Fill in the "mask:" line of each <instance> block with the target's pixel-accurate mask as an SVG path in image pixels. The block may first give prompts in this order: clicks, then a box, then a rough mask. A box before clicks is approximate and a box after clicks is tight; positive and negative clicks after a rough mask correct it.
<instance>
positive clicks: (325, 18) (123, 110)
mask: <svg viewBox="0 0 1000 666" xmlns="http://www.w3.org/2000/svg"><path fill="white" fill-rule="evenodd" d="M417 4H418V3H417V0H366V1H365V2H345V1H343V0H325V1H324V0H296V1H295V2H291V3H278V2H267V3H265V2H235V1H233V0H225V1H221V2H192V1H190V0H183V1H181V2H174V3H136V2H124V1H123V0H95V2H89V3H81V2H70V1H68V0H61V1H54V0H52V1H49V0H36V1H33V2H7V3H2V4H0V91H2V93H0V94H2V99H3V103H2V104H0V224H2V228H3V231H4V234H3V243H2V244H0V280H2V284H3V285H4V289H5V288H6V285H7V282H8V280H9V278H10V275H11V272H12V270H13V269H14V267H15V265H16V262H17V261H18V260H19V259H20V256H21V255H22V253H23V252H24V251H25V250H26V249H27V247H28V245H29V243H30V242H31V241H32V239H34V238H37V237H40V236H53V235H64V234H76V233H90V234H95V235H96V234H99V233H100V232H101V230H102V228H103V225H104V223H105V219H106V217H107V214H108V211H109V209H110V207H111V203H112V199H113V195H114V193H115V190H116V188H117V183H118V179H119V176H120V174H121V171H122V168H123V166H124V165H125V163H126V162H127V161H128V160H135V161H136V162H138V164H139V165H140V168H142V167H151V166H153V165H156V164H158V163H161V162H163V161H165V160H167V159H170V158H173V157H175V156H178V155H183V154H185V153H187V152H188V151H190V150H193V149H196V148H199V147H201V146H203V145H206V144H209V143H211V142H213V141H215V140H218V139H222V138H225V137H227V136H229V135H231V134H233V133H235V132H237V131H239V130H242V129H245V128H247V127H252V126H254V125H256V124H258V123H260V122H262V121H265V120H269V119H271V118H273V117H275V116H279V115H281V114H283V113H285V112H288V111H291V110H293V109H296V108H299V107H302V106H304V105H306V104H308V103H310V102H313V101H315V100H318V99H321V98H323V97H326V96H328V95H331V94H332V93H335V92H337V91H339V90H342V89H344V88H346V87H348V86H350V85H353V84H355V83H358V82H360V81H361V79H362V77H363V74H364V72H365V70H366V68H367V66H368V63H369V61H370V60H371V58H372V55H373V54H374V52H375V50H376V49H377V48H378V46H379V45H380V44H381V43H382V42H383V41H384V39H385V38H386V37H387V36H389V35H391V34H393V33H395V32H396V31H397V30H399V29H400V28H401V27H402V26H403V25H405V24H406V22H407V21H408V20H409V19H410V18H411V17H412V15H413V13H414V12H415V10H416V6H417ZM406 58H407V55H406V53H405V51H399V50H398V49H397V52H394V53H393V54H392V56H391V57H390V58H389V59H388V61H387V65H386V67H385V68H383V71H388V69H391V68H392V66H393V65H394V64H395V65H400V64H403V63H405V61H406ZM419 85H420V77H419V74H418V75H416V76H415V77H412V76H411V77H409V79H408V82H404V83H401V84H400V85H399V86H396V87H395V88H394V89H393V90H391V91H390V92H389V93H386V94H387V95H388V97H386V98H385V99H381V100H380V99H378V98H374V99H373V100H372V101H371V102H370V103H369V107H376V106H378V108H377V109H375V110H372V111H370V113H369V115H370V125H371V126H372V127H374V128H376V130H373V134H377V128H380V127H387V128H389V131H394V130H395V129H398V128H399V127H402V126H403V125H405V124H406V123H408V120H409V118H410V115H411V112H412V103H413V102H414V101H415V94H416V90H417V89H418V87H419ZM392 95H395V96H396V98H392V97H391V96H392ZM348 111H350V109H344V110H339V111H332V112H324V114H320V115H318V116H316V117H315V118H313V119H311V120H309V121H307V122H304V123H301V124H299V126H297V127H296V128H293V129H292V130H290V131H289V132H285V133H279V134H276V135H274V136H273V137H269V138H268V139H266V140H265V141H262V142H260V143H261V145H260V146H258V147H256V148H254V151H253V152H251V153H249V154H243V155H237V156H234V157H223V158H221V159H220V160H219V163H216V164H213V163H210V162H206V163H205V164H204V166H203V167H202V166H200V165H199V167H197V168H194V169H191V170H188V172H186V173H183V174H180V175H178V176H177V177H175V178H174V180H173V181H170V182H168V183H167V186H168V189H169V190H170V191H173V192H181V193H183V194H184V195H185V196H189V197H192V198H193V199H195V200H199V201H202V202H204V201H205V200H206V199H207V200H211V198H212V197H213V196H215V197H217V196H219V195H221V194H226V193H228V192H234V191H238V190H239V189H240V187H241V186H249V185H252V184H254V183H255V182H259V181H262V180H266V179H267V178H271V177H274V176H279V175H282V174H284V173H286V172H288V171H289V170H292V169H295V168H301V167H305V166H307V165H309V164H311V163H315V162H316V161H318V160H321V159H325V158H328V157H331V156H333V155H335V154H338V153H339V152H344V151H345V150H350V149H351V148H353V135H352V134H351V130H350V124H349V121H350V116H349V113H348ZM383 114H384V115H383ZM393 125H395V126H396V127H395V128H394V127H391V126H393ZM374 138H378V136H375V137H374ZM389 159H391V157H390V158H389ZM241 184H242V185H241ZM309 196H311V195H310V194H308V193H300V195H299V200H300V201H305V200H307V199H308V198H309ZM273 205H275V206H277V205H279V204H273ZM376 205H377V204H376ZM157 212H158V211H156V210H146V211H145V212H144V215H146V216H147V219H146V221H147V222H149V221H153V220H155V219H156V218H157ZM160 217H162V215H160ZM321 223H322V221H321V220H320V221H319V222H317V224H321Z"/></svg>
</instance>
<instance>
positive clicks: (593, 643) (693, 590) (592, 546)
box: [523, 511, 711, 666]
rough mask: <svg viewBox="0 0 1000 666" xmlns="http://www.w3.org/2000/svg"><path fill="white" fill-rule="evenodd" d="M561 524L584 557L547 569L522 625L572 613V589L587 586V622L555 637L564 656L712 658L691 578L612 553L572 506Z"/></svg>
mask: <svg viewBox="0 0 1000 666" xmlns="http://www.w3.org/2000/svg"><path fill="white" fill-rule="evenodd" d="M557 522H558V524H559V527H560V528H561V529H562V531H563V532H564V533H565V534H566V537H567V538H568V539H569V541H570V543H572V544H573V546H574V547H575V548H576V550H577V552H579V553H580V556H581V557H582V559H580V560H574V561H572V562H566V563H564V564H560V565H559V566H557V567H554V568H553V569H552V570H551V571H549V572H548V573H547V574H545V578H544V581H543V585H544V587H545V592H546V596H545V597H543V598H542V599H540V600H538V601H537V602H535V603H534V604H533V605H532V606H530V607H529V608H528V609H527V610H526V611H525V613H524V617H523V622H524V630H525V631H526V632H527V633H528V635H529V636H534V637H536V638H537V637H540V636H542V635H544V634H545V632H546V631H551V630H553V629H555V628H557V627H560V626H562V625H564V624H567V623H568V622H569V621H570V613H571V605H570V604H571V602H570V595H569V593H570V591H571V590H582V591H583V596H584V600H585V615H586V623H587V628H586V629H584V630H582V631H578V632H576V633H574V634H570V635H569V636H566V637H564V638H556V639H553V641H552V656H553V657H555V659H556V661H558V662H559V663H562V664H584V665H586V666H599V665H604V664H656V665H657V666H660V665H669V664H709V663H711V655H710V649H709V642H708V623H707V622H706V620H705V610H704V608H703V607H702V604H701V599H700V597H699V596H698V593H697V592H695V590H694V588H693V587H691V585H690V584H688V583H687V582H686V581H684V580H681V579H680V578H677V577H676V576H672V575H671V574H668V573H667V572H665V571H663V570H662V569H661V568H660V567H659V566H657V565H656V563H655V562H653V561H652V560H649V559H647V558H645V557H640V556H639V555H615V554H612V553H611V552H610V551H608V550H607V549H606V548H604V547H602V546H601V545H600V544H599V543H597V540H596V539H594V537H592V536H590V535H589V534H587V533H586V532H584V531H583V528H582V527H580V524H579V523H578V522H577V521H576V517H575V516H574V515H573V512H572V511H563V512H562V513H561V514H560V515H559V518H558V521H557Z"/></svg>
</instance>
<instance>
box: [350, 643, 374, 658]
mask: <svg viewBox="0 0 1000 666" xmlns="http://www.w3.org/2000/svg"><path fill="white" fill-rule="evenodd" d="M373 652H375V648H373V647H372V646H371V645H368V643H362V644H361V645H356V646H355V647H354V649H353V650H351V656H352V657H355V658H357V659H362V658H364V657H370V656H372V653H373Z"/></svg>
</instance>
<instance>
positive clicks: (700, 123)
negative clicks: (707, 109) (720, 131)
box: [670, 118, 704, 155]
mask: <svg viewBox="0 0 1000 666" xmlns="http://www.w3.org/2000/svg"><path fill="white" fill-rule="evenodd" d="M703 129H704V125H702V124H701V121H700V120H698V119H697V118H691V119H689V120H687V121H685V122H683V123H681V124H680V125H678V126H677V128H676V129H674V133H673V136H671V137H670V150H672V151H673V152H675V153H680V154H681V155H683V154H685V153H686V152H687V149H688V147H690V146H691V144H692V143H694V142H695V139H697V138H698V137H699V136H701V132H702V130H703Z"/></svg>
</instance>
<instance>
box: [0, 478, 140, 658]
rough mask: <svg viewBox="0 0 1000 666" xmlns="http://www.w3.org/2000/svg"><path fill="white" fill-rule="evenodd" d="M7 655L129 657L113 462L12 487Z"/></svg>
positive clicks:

____

> **Task statement**: Beginning with the line that contains "box: [0, 478, 140, 658]", retype every remaining line of the listing exactly, ending with the last one.

> **Answer to this exercise**:
box: [0, 478, 140, 658]
rough mask: <svg viewBox="0 0 1000 666" xmlns="http://www.w3.org/2000/svg"><path fill="white" fill-rule="evenodd" d="M7 655L129 657L113 462L12 487Z"/></svg>
positive clicks:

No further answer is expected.